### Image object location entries

[start]

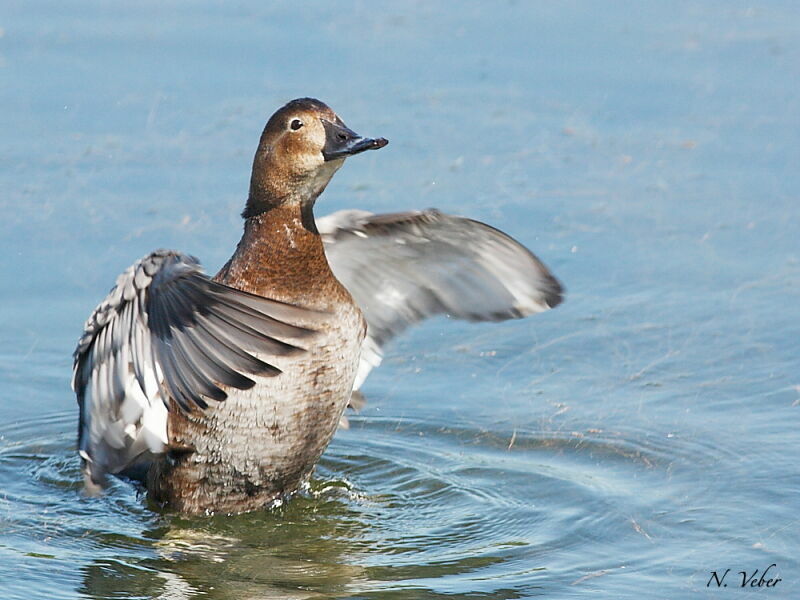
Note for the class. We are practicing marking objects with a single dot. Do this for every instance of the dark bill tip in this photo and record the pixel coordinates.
(342, 142)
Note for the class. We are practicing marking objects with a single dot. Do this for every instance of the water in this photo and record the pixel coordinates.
(625, 445)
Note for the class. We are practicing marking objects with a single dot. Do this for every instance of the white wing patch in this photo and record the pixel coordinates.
(167, 331)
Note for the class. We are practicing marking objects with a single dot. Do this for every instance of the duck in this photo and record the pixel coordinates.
(222, 393)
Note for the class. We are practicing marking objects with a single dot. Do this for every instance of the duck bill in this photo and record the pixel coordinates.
(341, 141)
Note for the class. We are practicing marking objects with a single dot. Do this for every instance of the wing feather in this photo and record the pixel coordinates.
(405, 267)
(168, 331)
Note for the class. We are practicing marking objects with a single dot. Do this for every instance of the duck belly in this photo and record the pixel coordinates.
(261, 444)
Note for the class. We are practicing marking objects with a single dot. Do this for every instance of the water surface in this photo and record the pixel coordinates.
(625, 445)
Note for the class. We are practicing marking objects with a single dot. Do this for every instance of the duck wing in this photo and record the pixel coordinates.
(405, 267)
(166, 330)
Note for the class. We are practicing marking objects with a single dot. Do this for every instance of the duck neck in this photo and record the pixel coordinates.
(281, 256)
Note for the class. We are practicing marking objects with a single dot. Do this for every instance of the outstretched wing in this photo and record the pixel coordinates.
(168, 331)
(402, 268)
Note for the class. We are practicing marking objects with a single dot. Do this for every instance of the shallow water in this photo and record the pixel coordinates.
(625, 445)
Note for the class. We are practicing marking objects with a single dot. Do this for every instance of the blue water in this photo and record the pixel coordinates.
(625, 445)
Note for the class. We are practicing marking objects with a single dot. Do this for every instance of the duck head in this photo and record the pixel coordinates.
(303, 144)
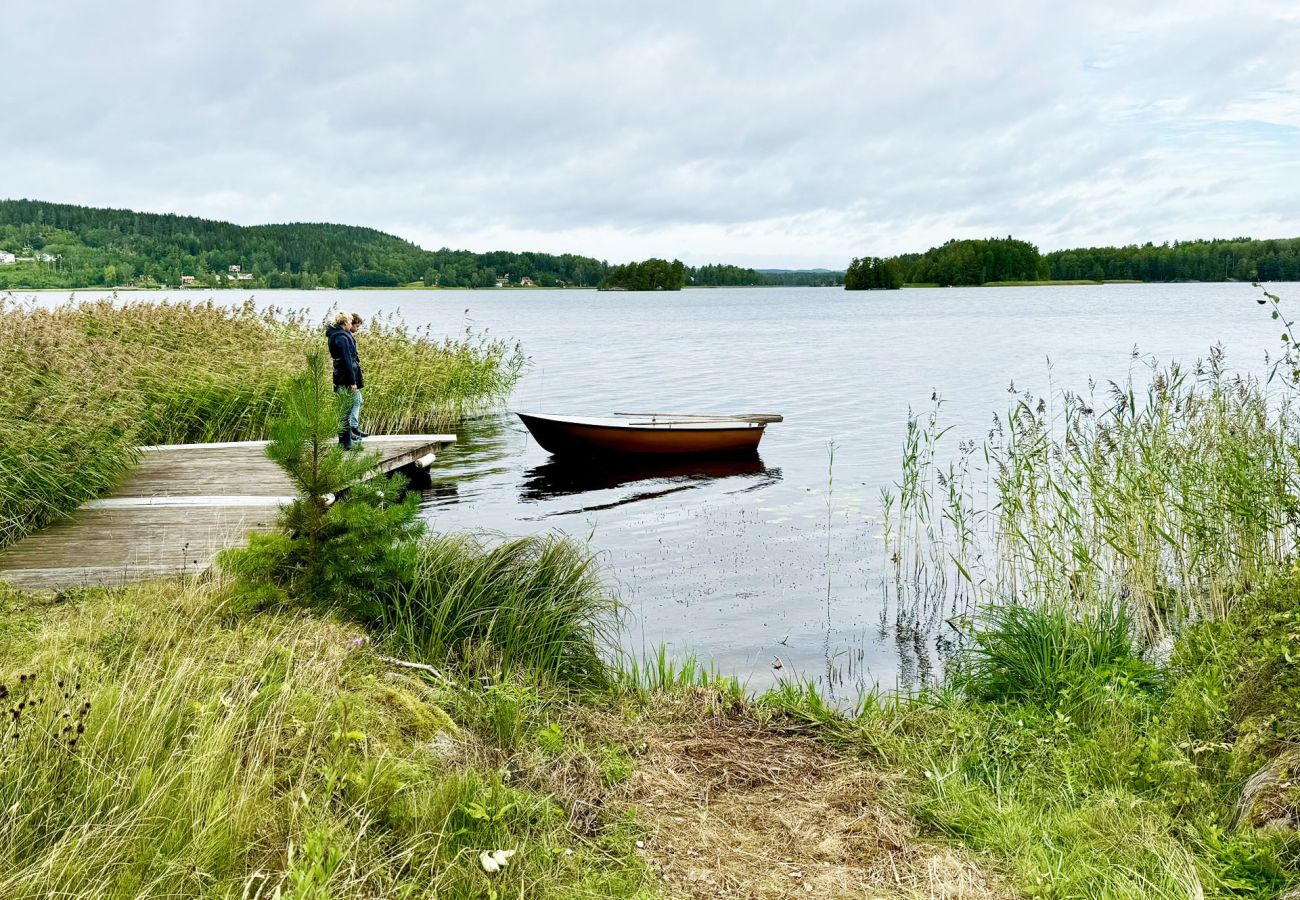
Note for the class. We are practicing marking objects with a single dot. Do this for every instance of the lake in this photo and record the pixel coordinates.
(778, 557)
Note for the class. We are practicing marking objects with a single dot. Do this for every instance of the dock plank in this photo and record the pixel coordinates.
(173, 514)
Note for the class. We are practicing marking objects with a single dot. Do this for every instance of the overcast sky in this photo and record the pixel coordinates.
(771, 134)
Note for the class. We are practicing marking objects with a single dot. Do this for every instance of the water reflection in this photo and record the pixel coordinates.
(655, 477)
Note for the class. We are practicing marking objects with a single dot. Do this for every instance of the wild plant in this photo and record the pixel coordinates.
(533, 602)
(1170, 497)
(89, 381)
(343, 540)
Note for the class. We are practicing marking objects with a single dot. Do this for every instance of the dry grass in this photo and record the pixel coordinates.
(739, 808)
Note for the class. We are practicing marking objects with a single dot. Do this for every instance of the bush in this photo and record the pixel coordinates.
(1045, 653)
(345, 553)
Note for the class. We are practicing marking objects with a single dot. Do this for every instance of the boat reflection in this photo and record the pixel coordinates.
(563, 477)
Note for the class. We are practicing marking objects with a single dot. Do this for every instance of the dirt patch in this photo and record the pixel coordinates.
(739, 809)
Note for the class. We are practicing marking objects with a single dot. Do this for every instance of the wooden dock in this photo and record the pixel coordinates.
(181, 506)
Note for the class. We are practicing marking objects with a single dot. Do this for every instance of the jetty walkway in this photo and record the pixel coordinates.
(181, 506)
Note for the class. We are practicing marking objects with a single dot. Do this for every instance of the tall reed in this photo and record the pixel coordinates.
(533, 602)
(87, 381)
(1170, 498)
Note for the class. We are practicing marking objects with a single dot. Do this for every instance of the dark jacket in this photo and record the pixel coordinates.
(347, 364)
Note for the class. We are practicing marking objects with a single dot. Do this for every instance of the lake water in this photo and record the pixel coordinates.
(780, 557)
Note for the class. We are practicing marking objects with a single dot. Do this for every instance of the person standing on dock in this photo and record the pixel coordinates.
(347, 373)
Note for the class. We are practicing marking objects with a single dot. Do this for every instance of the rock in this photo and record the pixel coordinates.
(1270, 799)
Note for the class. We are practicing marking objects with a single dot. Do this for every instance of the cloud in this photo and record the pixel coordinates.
(758, 133)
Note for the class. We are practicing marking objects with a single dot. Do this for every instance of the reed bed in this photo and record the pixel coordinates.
(89, 381)
(209, 752)
(1170, 498)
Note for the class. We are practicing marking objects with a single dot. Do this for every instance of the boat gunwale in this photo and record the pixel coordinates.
(728, 425)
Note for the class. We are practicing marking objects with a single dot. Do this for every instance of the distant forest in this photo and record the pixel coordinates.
(56, 245)
(1006, 259)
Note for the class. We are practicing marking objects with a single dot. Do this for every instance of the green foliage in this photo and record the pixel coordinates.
(649, 275)
(1236, 259)
(1048, 656)
(974, 262)
(92, 246)
(531, 602)
(333, 548)
(259, 756)
(1017, 262)
(872, 273)
(1173, 500)
(90, 381)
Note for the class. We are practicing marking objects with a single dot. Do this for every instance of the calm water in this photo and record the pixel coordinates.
(778, 557)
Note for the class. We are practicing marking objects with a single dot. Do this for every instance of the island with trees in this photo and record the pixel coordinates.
(59, 245)
(1006, 260)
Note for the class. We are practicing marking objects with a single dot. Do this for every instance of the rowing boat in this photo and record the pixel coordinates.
(648, 433)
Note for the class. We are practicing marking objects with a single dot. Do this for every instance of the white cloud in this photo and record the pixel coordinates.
(758, 133)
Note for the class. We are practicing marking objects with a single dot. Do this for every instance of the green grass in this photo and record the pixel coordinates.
(1090, 779)
(1171, 500)
(89, 381)
(269, 754)
(529, 602)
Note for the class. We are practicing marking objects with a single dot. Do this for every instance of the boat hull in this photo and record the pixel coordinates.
(633, 438)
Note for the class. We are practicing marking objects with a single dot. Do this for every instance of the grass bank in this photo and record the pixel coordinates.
(89, 381)
(1087, 771)
(174, 739)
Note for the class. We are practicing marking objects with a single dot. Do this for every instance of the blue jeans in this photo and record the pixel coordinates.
(354, 414)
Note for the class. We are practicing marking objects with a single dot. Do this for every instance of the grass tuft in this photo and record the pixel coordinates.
(87, 381)
(534, 602)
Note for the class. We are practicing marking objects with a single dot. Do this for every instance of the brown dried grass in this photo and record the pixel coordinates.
(736, 808)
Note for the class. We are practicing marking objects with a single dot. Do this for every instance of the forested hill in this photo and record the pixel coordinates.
(69, 246)
(1010, 260)
(57, 245)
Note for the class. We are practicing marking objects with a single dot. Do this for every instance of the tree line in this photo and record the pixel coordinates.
(64, 245)
(648, 275)
(961, 263)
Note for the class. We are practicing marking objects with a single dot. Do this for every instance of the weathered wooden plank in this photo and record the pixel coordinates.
(181, 507)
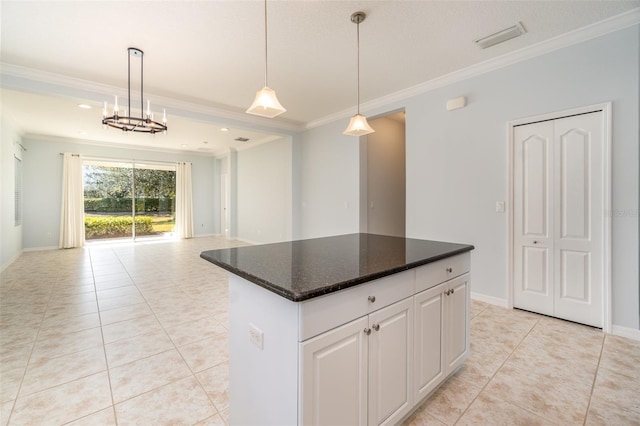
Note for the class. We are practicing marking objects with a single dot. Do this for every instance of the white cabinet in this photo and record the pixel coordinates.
(456, 322)
(360, 373)
(429, 345)
(441, 332)
(334, 378)
(363, 355)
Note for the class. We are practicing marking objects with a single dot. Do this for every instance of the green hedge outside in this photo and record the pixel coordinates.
(123, 205)
(116, 226)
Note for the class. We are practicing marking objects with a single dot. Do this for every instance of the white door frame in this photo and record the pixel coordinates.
(606, 202)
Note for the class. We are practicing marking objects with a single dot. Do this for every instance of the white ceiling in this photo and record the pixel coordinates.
(204, 60)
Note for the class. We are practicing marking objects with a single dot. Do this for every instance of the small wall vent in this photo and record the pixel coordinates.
(501, 36)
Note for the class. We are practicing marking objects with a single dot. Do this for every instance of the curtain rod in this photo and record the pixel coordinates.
(132, 160)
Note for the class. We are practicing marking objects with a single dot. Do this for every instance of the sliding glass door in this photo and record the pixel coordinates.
(128, 200)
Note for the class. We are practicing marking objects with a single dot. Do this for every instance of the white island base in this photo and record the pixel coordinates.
(369, 354)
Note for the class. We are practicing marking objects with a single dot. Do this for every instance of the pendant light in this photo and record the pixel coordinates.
(358, 125)
(129, 122)
(266, 102)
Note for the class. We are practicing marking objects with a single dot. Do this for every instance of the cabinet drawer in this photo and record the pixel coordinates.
(326, 312)
(439, 271)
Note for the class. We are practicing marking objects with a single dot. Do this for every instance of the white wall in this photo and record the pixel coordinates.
(10, 234)
(329, 175)
(457, 161)
(265, 192)
(386, 201)
(43, 185)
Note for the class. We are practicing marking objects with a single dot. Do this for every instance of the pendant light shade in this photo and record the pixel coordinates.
(358, 125)
(266, 103)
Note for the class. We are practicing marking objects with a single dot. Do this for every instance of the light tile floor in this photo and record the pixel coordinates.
(137, 334)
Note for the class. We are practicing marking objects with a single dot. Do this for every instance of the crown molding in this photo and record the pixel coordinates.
(598, 29)
(116, 145)
(39, 81)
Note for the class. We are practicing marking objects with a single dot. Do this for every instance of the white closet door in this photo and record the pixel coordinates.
(533, 222)
(578, 216)
(559, 218)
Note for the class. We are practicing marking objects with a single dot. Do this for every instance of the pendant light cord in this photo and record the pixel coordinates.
(265, 44)
(358, 65)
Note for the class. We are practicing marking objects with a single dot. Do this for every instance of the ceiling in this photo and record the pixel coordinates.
(204, 60)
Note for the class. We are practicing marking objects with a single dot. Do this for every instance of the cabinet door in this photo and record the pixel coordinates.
(334, 376)
(429, 345)
(391, 363)
(456, 303)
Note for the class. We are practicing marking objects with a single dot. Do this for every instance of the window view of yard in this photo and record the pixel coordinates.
(111, 191)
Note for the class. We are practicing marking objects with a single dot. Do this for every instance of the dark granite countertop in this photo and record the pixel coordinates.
(304, 269)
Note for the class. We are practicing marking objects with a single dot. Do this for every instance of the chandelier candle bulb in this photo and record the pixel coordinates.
(145, 122)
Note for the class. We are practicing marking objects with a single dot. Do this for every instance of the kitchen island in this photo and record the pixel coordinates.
(351, 329)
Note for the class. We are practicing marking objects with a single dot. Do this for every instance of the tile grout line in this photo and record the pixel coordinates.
(595, 377)
(175, 346)
(496, 372)
(33, 346)
(104, 348)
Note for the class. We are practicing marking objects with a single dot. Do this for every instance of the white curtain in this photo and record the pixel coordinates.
(72, 217)
(184, 209)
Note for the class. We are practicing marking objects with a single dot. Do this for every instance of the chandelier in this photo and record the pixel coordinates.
(127, 122)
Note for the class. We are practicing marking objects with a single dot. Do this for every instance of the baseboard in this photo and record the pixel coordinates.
(41, 248)
(10, 261)
(503, 303)
(630, 333)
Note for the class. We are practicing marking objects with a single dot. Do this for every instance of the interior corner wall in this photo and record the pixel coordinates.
(330, 176)
(457, 166)
(265, 192)
(386, 171)
(10, 233)
(42, 170)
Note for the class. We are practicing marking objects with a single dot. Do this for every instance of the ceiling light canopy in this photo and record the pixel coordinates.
(266, 103)
(358, 125)
(129, 123)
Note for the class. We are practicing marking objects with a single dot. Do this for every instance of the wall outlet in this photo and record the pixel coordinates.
(256, 336)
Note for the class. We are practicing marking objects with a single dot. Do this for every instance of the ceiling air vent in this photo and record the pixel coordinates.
(503, 35)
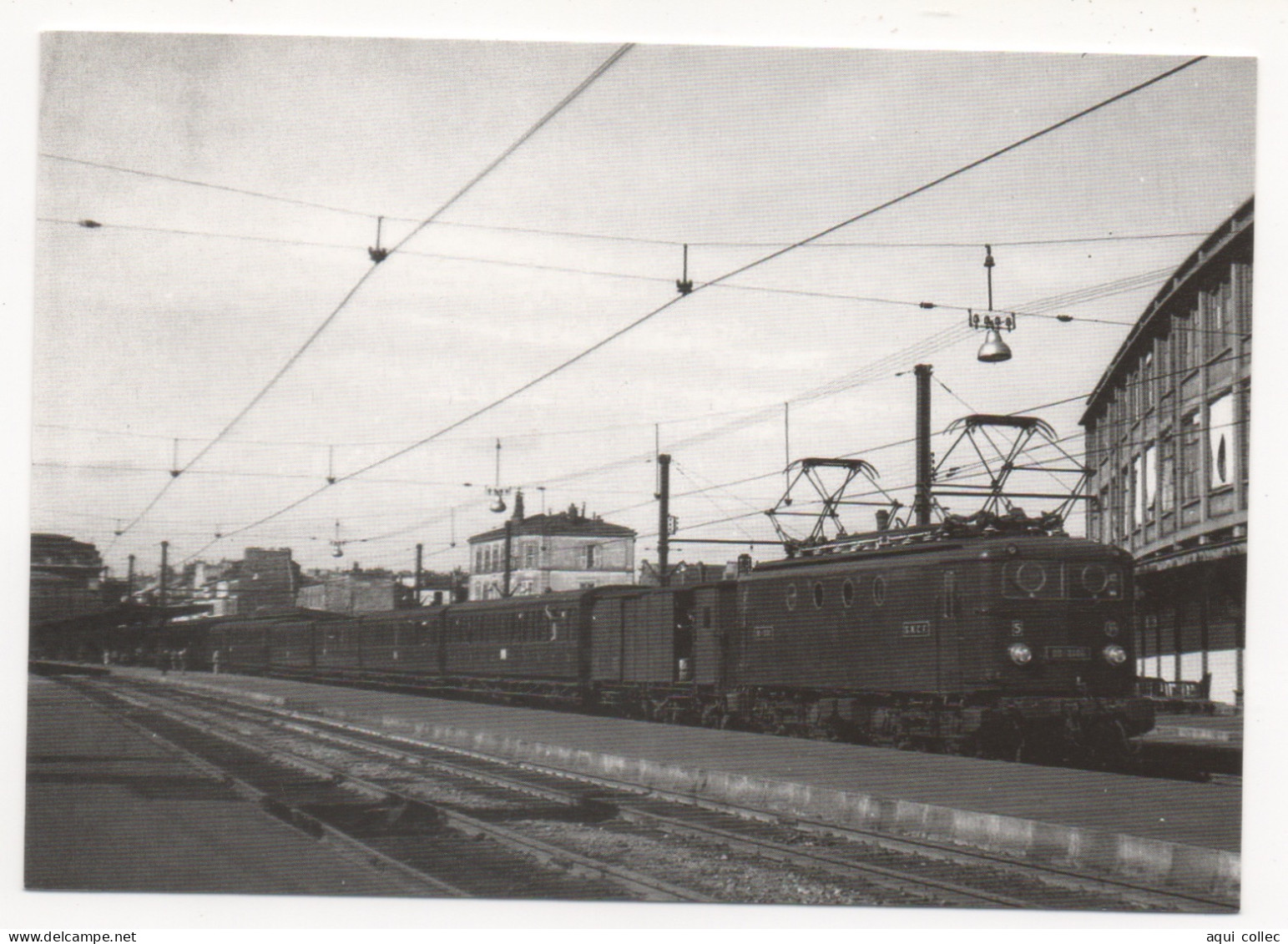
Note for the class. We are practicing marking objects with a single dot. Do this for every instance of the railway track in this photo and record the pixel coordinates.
(574, 836)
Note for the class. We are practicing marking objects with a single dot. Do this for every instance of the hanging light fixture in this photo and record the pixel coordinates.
(993, 349)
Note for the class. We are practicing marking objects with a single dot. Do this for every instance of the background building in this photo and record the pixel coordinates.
(550, 553)
(1167, 445)
(66, 578)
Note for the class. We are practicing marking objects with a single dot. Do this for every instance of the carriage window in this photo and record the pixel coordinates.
(848, 593)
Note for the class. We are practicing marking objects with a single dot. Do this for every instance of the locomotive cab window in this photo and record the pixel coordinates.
(1032, 580)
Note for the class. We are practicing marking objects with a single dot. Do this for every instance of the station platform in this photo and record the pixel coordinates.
(111, 810)
(1174, 834)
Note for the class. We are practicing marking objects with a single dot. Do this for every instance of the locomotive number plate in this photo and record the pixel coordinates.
(1067, 652)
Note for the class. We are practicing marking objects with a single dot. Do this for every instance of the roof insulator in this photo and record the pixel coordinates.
(376, 253)
(684, 284)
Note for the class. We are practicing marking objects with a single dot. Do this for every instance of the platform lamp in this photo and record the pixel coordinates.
(993, 349)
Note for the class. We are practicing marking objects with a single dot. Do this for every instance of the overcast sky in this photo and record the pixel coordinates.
(156, 335)
(169, 318)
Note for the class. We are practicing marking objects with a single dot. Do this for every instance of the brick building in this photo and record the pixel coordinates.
(1167, 445)
(550, 553)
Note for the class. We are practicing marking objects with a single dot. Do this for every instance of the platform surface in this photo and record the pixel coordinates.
(111, 810)
(1197, 814)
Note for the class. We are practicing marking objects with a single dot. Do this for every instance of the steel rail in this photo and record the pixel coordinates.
(545, 853)
(414, 881)
(879, 875)
(1063, 877)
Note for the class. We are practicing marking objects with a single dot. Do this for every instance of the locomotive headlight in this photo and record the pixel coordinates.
(1020, 654)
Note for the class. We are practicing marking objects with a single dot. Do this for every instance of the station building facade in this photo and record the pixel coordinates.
(549, 553)
(1167, 437)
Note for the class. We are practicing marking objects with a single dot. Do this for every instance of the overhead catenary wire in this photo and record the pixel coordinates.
(376, 261)
(735, 272)
(1046, 305)
(609, 237)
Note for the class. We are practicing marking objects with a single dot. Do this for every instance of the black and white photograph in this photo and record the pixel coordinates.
(626, 472)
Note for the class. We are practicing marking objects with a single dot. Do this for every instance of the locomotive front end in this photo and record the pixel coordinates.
(1058, 643)
(1060, 618)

[end]

### STATED TASK
Through the last line of the entries above, beginning at the line containing "the station building", transcribe each line exactly, both ends included and nothing more.

### ANSWER TO THE PROBLEM
Note for the class. We are practicing marking objects with a single dot. Do this for every instance of the station building facade in this photo and record the pixel coordinates.
(549, 553)
(1167, 437)
Note for the class. We are practicing marking objects with a single dot. Do this for every instance of the overhead catenary wire in this photo and record the pixel coordinates.
(376, 261)
(735, 272)
(1046, 305)
(609, 237)
Note for the class. We are practicing marking objects with a single dot. Do this for every instance of the black and white photograph in this photo and record the pixel coordinates.
(626, 472)
Note for the class. We are practicing marking objects with a single dot. Do this for every instance of the locomotive front end in this photo and record the pixel coordinates.
(1058, 643)
(1060, 618)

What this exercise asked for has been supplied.